**Dataset excerpts:**
[Begin]

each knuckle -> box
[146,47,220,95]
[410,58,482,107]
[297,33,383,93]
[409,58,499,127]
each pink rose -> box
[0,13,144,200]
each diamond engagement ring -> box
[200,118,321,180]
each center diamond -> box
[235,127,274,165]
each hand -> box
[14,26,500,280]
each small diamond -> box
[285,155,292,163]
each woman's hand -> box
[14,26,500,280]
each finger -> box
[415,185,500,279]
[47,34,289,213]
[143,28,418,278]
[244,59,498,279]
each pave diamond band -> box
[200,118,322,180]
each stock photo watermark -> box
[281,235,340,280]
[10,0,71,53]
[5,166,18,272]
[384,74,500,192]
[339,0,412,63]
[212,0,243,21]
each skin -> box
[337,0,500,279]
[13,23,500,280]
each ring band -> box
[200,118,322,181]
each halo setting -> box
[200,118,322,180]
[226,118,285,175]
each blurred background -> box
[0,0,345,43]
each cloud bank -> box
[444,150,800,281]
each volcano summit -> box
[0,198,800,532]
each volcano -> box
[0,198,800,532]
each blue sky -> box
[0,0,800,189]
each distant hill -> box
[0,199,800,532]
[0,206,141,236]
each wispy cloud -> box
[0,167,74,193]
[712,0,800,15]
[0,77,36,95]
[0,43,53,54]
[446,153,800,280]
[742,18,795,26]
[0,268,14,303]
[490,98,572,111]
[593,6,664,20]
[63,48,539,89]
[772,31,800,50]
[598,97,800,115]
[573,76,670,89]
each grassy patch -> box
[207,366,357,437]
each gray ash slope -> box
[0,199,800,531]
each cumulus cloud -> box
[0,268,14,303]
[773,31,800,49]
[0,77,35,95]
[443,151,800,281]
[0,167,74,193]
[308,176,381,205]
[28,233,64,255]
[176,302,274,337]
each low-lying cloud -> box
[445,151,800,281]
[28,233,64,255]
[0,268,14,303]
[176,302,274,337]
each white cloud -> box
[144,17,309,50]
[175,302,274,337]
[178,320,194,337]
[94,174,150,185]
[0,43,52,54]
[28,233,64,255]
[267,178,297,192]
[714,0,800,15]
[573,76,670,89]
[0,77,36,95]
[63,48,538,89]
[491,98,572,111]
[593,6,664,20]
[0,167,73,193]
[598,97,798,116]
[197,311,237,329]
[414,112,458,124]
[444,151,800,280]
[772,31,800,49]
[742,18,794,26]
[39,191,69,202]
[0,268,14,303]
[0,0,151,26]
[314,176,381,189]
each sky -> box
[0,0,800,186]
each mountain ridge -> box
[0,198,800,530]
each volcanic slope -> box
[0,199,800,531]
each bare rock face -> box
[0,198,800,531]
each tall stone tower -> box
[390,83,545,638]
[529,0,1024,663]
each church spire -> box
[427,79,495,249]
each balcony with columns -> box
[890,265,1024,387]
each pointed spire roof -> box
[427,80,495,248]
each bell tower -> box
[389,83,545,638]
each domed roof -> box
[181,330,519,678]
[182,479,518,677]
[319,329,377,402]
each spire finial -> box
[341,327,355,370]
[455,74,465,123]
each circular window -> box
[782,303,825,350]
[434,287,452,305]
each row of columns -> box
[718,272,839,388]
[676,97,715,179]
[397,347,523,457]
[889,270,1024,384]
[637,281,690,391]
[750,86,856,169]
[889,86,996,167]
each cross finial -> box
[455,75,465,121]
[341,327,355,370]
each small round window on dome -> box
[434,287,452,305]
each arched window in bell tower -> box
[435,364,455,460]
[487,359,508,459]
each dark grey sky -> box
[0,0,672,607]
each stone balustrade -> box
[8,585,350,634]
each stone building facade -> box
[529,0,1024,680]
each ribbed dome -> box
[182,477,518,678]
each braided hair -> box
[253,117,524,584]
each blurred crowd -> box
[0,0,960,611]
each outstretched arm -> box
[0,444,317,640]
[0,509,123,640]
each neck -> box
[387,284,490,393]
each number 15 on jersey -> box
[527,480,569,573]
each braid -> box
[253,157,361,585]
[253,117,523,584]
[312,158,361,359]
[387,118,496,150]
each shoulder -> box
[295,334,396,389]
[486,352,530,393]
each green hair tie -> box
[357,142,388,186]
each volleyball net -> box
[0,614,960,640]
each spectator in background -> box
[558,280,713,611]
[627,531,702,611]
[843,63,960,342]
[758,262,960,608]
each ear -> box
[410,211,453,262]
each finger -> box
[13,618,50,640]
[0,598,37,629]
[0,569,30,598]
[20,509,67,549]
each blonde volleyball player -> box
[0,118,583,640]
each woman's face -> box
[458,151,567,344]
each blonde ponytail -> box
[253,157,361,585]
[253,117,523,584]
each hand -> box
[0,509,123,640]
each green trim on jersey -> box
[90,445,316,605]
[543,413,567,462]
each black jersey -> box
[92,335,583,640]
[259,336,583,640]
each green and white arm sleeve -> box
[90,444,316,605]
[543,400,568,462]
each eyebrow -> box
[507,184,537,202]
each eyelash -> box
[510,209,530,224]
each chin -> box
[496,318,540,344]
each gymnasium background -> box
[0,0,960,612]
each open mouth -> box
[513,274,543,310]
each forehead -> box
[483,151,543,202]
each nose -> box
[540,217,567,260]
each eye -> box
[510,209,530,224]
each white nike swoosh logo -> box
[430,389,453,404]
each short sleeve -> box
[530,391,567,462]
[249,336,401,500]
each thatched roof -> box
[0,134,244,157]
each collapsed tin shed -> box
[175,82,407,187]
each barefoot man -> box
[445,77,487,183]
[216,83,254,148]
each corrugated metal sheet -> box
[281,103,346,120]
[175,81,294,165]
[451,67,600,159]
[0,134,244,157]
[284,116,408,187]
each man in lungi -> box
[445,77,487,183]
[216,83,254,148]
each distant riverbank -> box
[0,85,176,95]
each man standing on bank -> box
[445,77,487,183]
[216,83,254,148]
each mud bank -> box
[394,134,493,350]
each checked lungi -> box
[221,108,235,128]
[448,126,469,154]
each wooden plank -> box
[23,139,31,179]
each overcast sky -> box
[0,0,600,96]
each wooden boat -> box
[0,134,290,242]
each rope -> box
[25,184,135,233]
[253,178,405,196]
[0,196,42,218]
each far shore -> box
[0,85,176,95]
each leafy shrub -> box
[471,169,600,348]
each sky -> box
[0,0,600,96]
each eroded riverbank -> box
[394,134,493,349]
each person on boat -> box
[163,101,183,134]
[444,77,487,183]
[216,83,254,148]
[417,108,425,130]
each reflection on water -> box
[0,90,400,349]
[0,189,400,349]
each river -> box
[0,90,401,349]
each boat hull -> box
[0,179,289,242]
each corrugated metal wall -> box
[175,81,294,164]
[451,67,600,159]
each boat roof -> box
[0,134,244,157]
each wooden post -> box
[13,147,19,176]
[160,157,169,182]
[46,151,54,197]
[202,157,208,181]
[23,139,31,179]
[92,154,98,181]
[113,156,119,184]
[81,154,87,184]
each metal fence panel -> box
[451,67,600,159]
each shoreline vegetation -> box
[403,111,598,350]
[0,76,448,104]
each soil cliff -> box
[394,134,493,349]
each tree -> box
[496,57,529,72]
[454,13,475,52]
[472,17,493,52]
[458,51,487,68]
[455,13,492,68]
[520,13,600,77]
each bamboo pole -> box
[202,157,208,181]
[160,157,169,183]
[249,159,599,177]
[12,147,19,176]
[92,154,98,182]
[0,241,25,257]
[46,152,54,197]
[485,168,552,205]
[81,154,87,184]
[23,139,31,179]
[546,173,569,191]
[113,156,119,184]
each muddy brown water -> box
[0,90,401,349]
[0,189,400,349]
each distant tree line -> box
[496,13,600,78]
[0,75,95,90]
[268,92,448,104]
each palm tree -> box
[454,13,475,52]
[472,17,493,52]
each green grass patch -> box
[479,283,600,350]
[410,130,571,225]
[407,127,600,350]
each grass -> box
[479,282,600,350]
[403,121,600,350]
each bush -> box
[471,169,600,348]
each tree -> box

[End]

**Requirement:**
Rescale the entries from the line with "each grassy patch -> box" to the line with "[253,117,524,584]", both included, and write out every one of those lines, requests as well, with each box coordinate multiplied by 1.55 and rounded to the nearest whole number, halves going up. Give only those lines.

**Output below:**
each grassy patch -> box
[321,567,553,677]
each gray ash slope -> box
[0,308,1240,823]
each cumulus cloud -> box
[0,415,22,470]
[1198,48,1240,76]
[0,119,54,147]
[687,234,1240,436]
[0,259,115,299]
[477,273,591,318]
[43,361,99,395]
[273,468,425,522]
each low-lying cloud -> box
[690,234,1240,436]
[43,361,99,395]
[0,415,22,470]
[273,468,425,522]
each white cloud -> box
[223,26,479,78]
[271,468,425,522]
[276,496,301,522]
[146,270,233,287]
[0,67,81,84]
[43,361,99,395]
[414,276,460,298]
[1107,0,1240,23]
[888,118,1039,138]
[0,119,56,147]
[98,74,834,138]
[761,152,887,172]
[919,9,1029,31]
[0,259,113,299]
[927,150,1237,180]
[305,482,367,510]
[642,174,710,192]
[688,234,1240,434]
[1197,48,1240,76]
[1150,28,1231,40]
[60,296,107,313]
[0,415,22,470]
[0,0,234,40]
[487,273,591,293]
each sky -> box
[0,0,1240,288]
each mountain ridge -> box
[0,307,1240,822]
each volcanic slope -> box
[0,308,1240,823]
each bare rock face -> box
[0,307,1240,823]
each tall stone tower -> box
[605,129,845,989]
[820,0,1587,1028]
each church spire -> box
[662,122,767,386]
each balcony with columns -> box
[1380,411,1587,600]
each pointed spire roof -> box
[662,124,767,384]
each bell tower -> box
[603,129,845,989]
each domed roof -> box
[281,512,804,1051]
[282,742,803,1049]
[494,510,584,623]
each spire finial -> box
[529,507,550,574]
[705,115,721,191]
each circular window -> box
[1212,470,1279,543]
[673,445,701,473]
each row of columns -> box
[1113,422,1300,601]
[1048,150,1108,277]
[615,538,811,708]
[1378,419,1587,595]
[987,436,1070,606]
[1163,133,1327,262]
[1378,133,1544,259]
each cross finial -> box
[705,116,721,188]
[529,507,550,574]
each small round window on dome -> box
[673,445,701,473]
each arched window in bell tower -> box
[674,564,705,713]
[755,556,787,711]
each dark grey sky -> box
[0,0,1042,941]
each stone balustrade -> box
[12,907,543,983]
each stone building facade -> box
[820,0,1587,1054]
each ribbed dome -> box
[282,739,803,1051]
each braided hair -> box
[392,181,812,905]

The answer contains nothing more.